= WORK TO BE COMPLETED =
Please rescale the stretch of rows from the line containing "Task: pick out one point for each instance of the tree" through the line containing "x=121, y=141", giving only those lines again in full. Multiply each coordinate in the answer points by 1.7, round to whole numbers with halves going up, and leave the numbers in the request and its format sample unchanged.

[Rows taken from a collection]
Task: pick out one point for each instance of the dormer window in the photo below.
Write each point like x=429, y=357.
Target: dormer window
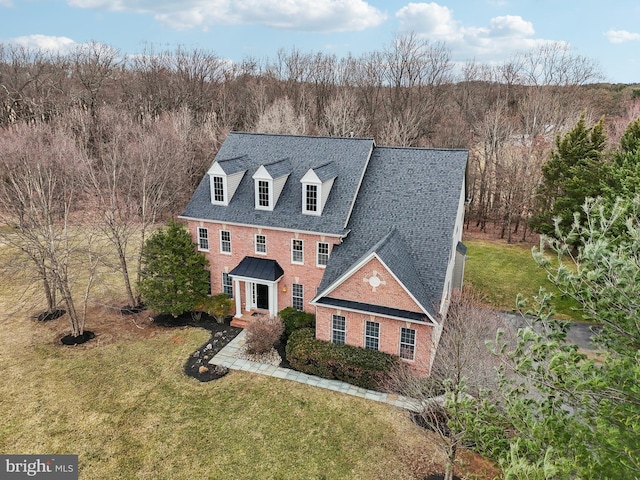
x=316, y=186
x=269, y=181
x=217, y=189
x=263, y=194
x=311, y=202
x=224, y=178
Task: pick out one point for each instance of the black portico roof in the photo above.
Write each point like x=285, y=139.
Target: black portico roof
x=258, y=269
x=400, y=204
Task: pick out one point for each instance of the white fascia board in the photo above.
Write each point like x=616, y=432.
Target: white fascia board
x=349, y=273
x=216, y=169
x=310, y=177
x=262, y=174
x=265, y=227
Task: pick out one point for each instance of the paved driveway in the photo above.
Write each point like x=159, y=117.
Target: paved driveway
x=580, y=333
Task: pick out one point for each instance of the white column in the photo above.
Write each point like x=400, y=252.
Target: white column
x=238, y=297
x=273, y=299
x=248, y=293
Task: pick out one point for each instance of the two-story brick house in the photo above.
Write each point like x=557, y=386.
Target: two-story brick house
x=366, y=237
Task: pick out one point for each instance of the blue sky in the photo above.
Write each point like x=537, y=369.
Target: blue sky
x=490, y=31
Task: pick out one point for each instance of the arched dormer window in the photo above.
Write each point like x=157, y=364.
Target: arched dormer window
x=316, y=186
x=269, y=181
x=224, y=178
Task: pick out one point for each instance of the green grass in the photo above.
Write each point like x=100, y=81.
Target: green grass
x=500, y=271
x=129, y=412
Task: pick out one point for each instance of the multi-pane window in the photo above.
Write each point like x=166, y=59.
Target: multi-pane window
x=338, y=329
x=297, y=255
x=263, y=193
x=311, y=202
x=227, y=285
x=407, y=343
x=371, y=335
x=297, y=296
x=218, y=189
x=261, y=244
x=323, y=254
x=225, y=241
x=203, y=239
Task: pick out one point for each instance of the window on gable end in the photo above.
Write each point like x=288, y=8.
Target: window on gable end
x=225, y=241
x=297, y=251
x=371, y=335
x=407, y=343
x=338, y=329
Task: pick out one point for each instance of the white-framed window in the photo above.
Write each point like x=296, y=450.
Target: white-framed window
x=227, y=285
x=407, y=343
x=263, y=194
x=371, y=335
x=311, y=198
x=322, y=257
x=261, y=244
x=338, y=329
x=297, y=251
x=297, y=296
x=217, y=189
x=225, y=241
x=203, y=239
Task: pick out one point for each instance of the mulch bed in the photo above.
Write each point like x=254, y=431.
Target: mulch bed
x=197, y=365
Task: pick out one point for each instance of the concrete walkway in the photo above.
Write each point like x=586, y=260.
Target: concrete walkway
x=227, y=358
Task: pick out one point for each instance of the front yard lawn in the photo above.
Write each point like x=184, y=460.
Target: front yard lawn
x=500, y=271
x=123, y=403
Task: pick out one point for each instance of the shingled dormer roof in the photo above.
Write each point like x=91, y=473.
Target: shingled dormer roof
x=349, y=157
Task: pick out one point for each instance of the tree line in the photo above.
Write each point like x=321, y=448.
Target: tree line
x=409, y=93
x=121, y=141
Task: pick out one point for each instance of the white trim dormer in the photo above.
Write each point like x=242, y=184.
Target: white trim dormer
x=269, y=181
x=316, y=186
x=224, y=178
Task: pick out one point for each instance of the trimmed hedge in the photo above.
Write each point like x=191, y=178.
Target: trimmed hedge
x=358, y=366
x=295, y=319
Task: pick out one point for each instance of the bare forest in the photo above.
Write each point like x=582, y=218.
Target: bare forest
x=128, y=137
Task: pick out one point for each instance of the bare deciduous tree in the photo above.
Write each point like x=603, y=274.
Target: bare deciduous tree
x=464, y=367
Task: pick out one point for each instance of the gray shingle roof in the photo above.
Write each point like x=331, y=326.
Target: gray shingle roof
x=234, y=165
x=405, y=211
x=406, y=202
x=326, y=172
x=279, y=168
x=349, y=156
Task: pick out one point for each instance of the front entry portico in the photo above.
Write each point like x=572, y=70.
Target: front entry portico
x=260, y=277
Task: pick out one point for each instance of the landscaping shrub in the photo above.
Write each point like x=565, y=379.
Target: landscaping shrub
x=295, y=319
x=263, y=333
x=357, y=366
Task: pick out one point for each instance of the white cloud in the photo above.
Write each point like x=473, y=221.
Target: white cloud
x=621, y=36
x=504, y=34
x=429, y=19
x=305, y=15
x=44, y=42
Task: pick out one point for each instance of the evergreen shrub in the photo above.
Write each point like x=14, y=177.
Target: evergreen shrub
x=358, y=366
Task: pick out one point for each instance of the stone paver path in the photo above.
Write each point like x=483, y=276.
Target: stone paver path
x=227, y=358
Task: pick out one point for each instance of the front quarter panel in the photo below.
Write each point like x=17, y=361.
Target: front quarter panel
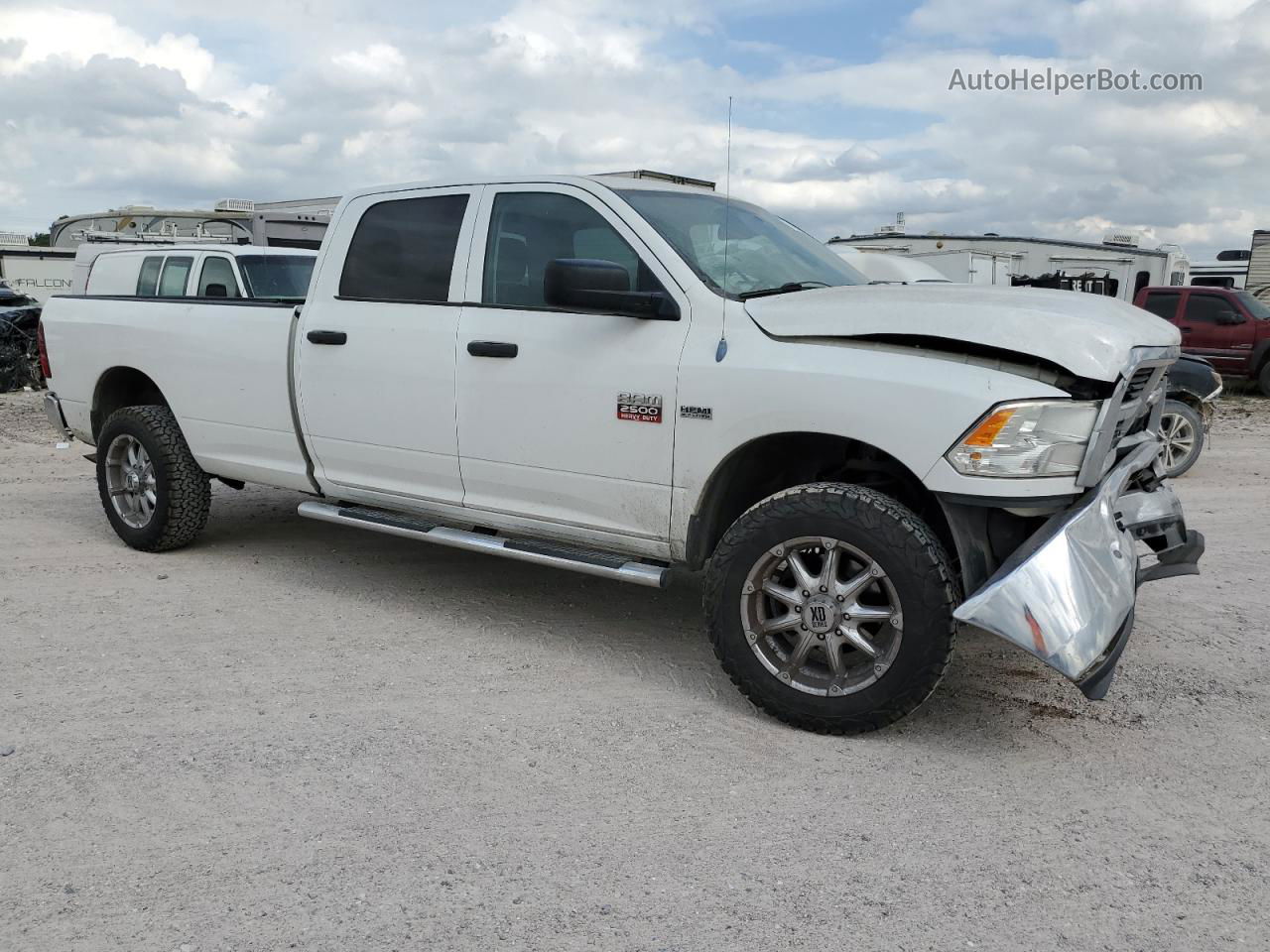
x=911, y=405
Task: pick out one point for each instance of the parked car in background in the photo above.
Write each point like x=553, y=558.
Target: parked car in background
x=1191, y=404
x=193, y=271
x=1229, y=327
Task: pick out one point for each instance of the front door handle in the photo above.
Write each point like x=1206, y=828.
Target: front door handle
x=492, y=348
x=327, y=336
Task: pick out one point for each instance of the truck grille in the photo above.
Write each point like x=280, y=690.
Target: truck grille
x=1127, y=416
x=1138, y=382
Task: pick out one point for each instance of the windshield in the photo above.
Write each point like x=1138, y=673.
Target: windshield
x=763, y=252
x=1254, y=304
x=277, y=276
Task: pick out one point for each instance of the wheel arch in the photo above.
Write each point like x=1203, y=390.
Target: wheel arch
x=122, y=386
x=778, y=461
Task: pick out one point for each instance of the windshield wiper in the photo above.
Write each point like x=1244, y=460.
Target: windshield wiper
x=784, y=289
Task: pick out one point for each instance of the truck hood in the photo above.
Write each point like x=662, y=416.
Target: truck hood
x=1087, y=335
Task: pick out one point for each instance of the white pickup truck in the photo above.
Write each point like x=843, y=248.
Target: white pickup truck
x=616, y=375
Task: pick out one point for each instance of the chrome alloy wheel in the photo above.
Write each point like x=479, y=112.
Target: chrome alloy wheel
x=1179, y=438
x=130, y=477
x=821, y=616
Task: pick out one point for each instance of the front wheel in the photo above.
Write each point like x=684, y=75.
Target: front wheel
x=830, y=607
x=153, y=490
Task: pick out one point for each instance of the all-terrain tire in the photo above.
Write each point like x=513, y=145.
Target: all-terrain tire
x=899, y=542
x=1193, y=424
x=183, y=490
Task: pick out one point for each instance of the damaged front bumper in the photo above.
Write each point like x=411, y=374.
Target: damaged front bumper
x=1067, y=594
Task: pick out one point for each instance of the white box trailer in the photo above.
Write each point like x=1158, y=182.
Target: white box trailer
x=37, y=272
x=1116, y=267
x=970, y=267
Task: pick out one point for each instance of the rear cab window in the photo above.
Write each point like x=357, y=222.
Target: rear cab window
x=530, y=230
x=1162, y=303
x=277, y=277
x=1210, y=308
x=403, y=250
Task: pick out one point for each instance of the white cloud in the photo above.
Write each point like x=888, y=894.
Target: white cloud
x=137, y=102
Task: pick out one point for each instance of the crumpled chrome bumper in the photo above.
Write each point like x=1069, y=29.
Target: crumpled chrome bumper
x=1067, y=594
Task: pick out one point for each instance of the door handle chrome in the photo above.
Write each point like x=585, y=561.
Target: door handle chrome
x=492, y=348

= EXPECTED OUTPUT =
Task: pick out one point for each instance of the tree line in the photo above.
Write each point like x=321, y=448.
Target: tree line
x=695, y=158
x=206, y=240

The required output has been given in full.